• [WRITTEN INSTRUCTION]
Extract every line of the listing below verbatim, leaving out the pictures.

• [STORED ROWS]
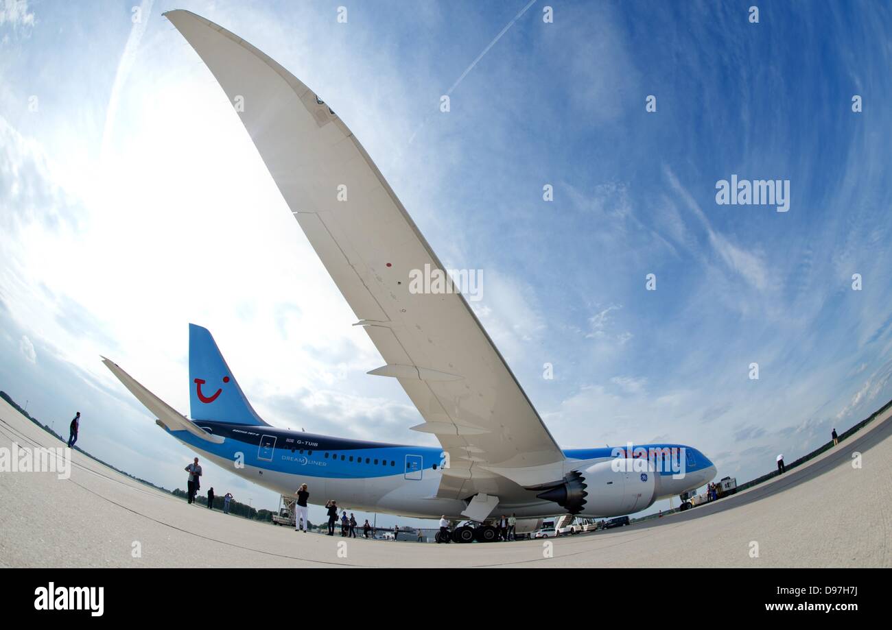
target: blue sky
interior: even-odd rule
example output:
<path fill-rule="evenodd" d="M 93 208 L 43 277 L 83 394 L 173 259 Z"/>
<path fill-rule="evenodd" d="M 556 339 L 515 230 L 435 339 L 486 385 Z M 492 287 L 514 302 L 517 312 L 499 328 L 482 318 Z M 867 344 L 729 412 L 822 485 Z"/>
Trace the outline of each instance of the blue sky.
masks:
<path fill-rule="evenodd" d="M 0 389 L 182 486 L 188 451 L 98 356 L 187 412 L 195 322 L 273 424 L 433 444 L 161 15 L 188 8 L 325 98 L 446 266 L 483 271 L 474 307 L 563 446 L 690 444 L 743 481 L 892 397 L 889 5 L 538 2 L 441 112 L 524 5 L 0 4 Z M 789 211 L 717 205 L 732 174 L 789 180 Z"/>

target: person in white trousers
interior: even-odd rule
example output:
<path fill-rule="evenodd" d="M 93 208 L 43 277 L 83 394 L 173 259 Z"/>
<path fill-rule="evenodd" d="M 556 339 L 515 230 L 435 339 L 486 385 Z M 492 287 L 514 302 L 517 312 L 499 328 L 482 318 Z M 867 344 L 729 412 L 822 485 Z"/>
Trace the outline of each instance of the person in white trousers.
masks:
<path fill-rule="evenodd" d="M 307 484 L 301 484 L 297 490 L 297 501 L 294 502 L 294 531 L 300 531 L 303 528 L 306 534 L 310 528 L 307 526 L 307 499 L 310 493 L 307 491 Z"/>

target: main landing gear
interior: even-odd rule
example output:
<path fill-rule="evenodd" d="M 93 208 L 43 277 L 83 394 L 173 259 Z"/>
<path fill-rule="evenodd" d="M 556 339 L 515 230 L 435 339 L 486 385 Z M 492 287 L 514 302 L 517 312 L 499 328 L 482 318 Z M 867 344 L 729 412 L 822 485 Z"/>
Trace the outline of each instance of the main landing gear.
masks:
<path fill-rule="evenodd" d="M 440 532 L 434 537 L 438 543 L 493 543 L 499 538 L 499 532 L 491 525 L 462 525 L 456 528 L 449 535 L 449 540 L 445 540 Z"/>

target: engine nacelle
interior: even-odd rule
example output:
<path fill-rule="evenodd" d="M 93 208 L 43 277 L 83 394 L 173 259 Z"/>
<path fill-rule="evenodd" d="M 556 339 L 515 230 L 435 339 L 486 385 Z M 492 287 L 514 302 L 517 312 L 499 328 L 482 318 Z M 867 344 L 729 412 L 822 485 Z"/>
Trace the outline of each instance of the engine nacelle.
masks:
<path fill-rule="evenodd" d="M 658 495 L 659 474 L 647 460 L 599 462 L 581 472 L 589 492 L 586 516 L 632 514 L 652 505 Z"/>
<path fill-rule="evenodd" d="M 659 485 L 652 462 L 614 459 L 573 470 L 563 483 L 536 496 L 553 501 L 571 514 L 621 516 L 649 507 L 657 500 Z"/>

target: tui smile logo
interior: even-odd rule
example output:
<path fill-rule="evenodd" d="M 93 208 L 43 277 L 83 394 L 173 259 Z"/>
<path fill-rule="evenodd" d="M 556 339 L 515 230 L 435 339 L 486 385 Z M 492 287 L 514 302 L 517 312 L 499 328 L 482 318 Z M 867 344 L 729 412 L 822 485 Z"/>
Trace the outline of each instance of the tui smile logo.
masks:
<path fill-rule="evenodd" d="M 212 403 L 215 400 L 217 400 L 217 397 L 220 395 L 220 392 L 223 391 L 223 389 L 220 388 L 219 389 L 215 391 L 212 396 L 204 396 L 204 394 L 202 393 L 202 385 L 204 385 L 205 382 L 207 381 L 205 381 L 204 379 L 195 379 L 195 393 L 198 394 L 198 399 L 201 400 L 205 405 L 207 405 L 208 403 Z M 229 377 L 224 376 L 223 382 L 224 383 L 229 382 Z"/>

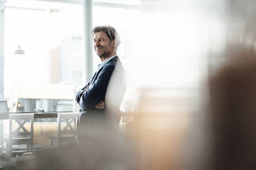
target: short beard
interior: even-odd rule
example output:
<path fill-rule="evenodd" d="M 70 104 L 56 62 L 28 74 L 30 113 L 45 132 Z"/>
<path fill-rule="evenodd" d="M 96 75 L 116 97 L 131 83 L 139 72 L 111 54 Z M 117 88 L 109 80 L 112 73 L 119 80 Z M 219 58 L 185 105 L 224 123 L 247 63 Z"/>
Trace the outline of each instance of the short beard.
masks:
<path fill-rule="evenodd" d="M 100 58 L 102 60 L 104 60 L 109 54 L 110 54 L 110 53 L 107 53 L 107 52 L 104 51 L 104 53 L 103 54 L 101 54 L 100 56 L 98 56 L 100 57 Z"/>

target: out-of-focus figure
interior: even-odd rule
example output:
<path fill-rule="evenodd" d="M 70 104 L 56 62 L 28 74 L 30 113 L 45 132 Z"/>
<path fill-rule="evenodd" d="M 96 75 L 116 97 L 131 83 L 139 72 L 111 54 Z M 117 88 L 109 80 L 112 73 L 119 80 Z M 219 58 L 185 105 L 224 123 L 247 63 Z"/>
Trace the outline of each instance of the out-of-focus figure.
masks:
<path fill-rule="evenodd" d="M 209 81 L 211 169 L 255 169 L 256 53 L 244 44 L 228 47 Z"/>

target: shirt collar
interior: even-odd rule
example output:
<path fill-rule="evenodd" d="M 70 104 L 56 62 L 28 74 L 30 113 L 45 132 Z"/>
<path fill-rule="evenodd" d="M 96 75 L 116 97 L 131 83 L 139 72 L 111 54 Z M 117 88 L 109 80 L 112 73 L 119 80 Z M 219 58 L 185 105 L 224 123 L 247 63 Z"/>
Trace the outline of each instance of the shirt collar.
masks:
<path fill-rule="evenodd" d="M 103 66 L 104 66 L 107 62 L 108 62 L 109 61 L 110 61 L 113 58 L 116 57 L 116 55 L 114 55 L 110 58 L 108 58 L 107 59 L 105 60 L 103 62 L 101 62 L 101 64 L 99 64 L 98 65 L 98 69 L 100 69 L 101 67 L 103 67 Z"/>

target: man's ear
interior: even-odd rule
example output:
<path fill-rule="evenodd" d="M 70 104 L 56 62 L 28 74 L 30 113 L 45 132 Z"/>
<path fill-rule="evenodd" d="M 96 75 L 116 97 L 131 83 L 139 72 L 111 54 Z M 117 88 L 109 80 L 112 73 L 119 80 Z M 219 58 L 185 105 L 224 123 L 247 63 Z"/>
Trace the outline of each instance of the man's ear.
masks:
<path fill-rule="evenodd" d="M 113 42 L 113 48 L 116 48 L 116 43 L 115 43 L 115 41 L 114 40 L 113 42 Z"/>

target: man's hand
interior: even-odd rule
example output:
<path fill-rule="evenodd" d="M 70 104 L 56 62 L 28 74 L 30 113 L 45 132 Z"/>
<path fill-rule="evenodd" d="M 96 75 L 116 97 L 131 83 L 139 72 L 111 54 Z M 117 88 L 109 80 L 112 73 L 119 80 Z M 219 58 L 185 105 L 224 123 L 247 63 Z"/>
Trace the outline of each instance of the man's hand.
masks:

• [THE ANSWER]
target: blue sky
interior: even-odd rule
example output:
<path fill-rule="evenodd" d="M 93 208 L 43 277 L 83 394 L 173 259 Z"/>
<path fill-rule="evenodd" d="M 556 339 L 515 230 L 435 339 L 486 385 Z M 492 287 L 514 302 L 517 312 L 499 328 L 482 318 Z M 867 344 L 729 412 L 822 485 Z"/>
Trace the outline of each instance of the blue sky.
masks:
<path fill-rule="evenodd" d="M 0 389 L 182 486 L 188 451 L 98 356 L 187 412 L 195 322 L 273 424 L 433 444 L 161 15 L 188 8 L 325 98 L 446 266 L 483 271 L 474 307 L 563 446 L 690 444 L 743 481 L 892 397 L 889 5 L 538 2 L 441 112 L 524 5 L 0 4 Z M 789 211 L 717 205 L 732 174 L 789 180 Z"/>

target: person in white trousers
interior: even-odd rule
example output:
<path fill-rule="evenodd" d="M 93 208 L 43 277 L 83 394 L 173 259 Z"/>
<path fill-rule="evenodd" d="M 556 339 L 515 230 L 435 339 L 486 385 Z M 492 287 L 514 302 L 517 312 L 499 328 L 482 318 Z M 867 344 L 729 412 L 822 485 Z"/>
Trace the outline of each instance of the person in white trousers.
masks:
<path fill-rule="evenodd" d="M 307 484 L 301 484 L 297 490 L 297 501 L 294 502 L 294 531 L 300 531 L 303 528 L 306 534 L 310 528 L 307 526 L 307 499 L 310 493 L 307 491 Z"/>

target: main landing gear
interior: even-odd rule
example output:
<path fill-rule="evenodd" d="M 93 208 L 43 277 L 83 394 L 173 259 Z"/>
<path fill-rule="evenodd" d="M 556 339 L 515 230 L 435 339 L 486 385 Z M 492 287 L 514 302 L 517 312 L 499 328 L 482 318 Z M 867 344 L 729 412 L 822 485 Z"/>
Trace the outline of each instance of the main landing gear.
masks:
<path fill-rule="evenodd" d="M 440 532 L 434 537 L 438 543 L 493 543 L 499 538 L 499 532 L 491 525 L 462 525 L 456 528 L 449 535 L 449 540 L 445 540 Z"/>

target: engine nacelle
interior: even-odd rule
example output:
<path fill-rule="evenodd" d="M 93 208 L 43 277 L 83 394 L 173 259 Z"/>
<path fill-rule="evenodd" d="M 556 339 L 515 230 L 435 339 L 486 385 Z M 492 287 L 514 302 L 517 312 L 499 328 L 482 318 Z M 867 344 L 729 412 L 822 485 Z"/>
Trace the outline of each instance of the engine nacelle.
masks:
<path fill-rule="evenodd" d="M 658 495 L 659 474 L 647 460 L 599 462 L 581 472 L 589 492 L 586 516 L 632 514 L 652 505 Z"/>
<path fill-rule="evenodd" d="M 659 485 L 652 462 L 614 459 L 573 470 L 563 483 L 536 496 L 553 501 L 571 514 L 621 516 L 649 507 L 657 500 Z"/>

target: tui smile logo
interior: even-odd rule
example output:
<path fill-rule="evenodd" d="M 93 208 L 43 277 L 83 394 L 173 259 Z"/>
<path fill-rule="evenodd" d="M 556 339 L 515 230 L 435 339 L 486 385 Z M 492 287 L 514 302 L 517 312 L 499 328 L 482 318 Z M 867 344 L 729 412 L 822 485 Z"/>
Trace the outline of each instance of the tui smile logo.
masks:
<path fill-rule="evenodd" d="M 212 403 L 215 400 L 217 400 L 217 397 L 220 395 L 220 392 L 223 391 L 223 389 L 220 388 L 219 389 L 215 391 L 212 396 L 204 396 L 204 394 L 202 393 L 202 385 L 204 385 L 205 382 L 207 381 L 205 381 L 204 379 L 195 379 L 195 393 L 198 394 L 198 399 L 201 400 L 205 405 L 207 405 L 208 403 Z M 229 377 L 224 376 L 223 382 L 224 383 L 229 382 Z"/>

target: short beard
interior: even-odd rule
example output:
<path fill-rule="evenodd" d="M 70 104 L 56 62 L 28 74 L 30 113 L 45 132 Z"/>
<path fill-rule="evenodd" d="M 96 75 L 116 97 L 131 83 L 139 72 L 111 54 Z M 117 88 L 109 80 L 112 73 L 119 80 Z M 219 58 L 185 105 L 224 123 L 247 63 Z"/>
Trace the outline of each instance of the short beard.
masks:
<path fill-rule="evenodd" d="M 100 58 L 102 60 L 104 60 L 109 54 L 110 54 L 110 53 L 107 53 L 107 52 L 104 51 L 104 53 L 103 54 L 101 54 L 100 56 L 98 56 L 100 57 Z"/>

target: out-of-focus figure
interior: even-odd rule
example output:
<path fill-rule="evenodd" d="M 70 104 L 56 62 L 28 74 L 30 113 L 45 132 Z"/>
<path fill-rule="evenodd" d="M 96 75 L 116 97 L 131 83 L 139 72 L 111 54 Z M 117 88 L 109 80 L 112 73 L 119 80 Z M 219 58 L 185 105 L 224 123 L 247 63 Z"/>
Trace the outline of each instance of the out-of-focus figure.
masks:
<path fill-rule="evenodd" d="M 209 81 L 211 169 L 255 169 L 256 53 L 244 44 L 228 47 Z"/>

target: shirt collar
interior: even-odd rule
example output:
<path fill-rule="evenodd" d="M 70 104 L 56 62 L 28 74 L 30 113 L 45 132 Z"/>
<path fill-rule="evenodd" d="M 96 75 L 116 97 L 131 83 L 139 72 L 111 54 Z M 117 88 L 109 80 L 112 73 L 119 80 Z M 219 58 L 185 105 L 224 123 L 247 63 Z"/>
Trace the outline of each instance of the shirt collar.
masks:
<path fill-rule="evenodd" d="M 103 66 L 104 66 L 107 62 L 108 62 L 109 61 L 110 61 L 113 58 L 116 57 L 116 55 L 114 55 L 110 58 L 108 58 L 107 59 L 105 60 L 103 62 L 101 62 L 101 64 L 99 64 L 98 65 L 98 69 L 100 69 L 101 67 L 103 67 Z"/>

target: man's ear
interior: even-odd rule
example output:
<path fill-rule="evenodd" d="M 70 104 L 56 62 L 28 74 L 30 113 L 45 132 Z"/>
<path fill-rule="evenodd" d="M 96 75 L 116 97 L 131 83 L 139 72 L 111 54 Z M 117 88 L 109 80 L 112 73 L 119 80 Z M 219 58 L 185 105 L 224 123 L 247 63 Z"/>
Trace the outline of each instance of the man's ear.
masks:
<path fill-rule="evenodd" d="M 113 42 L 113 48 L 116 48 L 116 43 L 115 43 L 115 41 L 114 40 L 113 42 Z"/>

target: man's hand
interior: even-odd rule
example output:
<path fill-rule="evenodd" d="M 70 104 L 56 62 L 28 74 L 30 113 L 45 132 Z"/>
<path fill-rule="evenodd" d="M 96 75 L 116 97 L 131 83 L 139 72 L 111 54 Z M 117 88 L 109 80 L 112 73 L 119 80 Z M 219 58 L 185 105 L 224 123 L 247 63 Z"/>
Trace the outline of each instance of the man's hand.
masks:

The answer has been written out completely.